Excerpted data:
%%
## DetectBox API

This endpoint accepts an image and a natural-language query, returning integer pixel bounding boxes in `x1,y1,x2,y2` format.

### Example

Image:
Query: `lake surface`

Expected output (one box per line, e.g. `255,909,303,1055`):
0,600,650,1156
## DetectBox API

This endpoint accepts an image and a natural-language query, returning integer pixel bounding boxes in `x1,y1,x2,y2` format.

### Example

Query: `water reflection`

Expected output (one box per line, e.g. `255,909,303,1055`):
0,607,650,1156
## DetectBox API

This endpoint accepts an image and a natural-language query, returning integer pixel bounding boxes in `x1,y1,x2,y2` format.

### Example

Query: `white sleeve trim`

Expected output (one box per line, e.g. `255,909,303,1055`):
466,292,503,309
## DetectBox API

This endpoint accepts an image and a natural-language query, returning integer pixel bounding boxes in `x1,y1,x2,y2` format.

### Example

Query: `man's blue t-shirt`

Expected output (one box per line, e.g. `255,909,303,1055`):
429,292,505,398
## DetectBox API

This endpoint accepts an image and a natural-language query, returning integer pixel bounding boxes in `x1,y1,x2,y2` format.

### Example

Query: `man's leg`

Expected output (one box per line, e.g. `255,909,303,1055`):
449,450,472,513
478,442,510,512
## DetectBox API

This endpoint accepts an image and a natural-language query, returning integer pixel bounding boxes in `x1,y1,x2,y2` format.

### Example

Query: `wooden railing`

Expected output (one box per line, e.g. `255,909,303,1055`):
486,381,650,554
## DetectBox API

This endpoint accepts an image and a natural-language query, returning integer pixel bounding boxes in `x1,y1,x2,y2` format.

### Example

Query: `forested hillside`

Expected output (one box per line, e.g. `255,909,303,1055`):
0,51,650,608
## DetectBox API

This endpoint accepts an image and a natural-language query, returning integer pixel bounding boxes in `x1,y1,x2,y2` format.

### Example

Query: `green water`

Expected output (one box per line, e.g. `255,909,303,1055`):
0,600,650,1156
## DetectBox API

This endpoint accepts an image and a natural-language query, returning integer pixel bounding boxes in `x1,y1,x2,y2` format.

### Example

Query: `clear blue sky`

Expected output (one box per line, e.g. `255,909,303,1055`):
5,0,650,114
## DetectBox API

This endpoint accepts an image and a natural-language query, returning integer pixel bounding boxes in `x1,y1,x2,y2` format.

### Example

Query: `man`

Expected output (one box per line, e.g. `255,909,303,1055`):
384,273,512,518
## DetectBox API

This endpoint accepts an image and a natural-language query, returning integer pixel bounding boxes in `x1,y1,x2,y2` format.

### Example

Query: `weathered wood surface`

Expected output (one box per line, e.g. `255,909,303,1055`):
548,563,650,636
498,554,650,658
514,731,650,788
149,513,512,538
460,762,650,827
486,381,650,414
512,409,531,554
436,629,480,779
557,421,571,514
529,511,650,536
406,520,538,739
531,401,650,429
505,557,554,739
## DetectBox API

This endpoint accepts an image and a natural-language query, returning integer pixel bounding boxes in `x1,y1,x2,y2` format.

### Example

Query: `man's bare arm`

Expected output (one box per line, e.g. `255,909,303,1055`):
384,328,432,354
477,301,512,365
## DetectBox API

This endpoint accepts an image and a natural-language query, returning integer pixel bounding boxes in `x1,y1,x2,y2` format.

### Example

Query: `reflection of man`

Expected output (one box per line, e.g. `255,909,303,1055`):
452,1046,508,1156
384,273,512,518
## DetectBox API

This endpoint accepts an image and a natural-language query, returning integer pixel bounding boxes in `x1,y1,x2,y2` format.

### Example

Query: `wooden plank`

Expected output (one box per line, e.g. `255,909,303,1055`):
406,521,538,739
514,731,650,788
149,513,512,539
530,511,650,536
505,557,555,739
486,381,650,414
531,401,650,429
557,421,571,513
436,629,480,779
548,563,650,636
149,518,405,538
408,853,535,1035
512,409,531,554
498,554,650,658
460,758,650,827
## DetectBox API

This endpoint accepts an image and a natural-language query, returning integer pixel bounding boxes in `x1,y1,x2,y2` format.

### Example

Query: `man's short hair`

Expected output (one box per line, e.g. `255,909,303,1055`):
%%
Problem description: Count the lines in the entries that contain the word "water", treating uppercase and lowercase as different, and give only the number.

Answer for the task: 2